Task objective:
Count the lines of the listing below that contain the string "cabinet", and reply with that number alone.

Data in this exercise:
--- Start ---

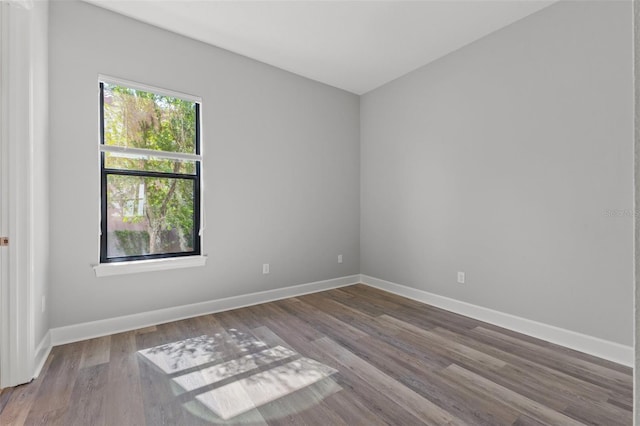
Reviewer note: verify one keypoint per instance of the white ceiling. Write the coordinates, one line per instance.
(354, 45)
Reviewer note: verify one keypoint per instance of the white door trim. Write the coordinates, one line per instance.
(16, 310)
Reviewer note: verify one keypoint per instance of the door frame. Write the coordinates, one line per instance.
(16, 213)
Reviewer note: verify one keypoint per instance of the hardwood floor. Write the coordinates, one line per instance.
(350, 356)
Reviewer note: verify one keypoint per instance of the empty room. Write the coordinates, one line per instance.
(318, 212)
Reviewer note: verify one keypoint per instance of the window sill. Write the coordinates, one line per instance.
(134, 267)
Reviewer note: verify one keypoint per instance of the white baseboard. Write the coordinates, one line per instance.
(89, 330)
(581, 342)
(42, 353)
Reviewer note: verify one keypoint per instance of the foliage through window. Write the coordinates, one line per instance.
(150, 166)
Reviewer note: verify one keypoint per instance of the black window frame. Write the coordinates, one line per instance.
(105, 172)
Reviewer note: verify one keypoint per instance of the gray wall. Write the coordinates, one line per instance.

--- End ---
--- Start ---

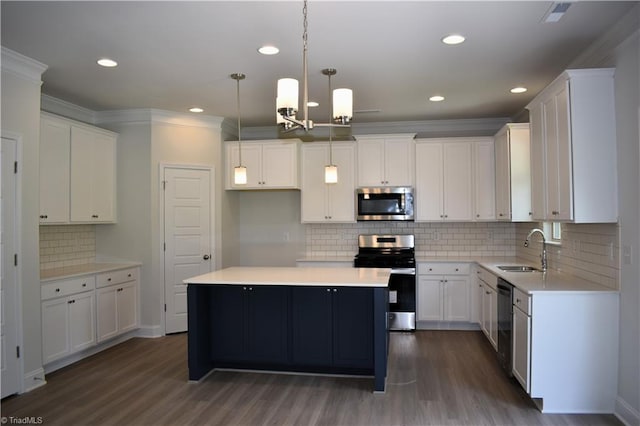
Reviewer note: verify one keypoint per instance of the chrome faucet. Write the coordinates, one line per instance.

--- End ---
--- Start ---

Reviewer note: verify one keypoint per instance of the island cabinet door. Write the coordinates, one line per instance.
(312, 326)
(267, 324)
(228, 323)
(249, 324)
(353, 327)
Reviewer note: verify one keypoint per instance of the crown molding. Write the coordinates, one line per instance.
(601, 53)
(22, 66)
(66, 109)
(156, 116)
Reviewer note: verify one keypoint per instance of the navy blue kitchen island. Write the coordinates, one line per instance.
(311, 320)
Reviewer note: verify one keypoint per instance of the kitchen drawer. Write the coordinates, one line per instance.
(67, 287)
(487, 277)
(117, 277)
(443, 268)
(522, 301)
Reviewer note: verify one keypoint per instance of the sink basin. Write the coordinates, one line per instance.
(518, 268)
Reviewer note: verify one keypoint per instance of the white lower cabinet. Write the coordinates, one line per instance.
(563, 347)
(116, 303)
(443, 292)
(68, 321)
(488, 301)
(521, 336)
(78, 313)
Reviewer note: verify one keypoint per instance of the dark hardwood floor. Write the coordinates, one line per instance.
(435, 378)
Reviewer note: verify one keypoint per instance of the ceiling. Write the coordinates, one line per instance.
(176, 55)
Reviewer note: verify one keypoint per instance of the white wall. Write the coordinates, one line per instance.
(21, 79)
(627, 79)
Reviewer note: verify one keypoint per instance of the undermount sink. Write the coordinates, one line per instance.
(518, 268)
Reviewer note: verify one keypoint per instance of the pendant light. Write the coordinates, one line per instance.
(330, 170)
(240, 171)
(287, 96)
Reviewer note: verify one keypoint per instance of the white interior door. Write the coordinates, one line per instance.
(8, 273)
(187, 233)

--- End ---

Output below:
2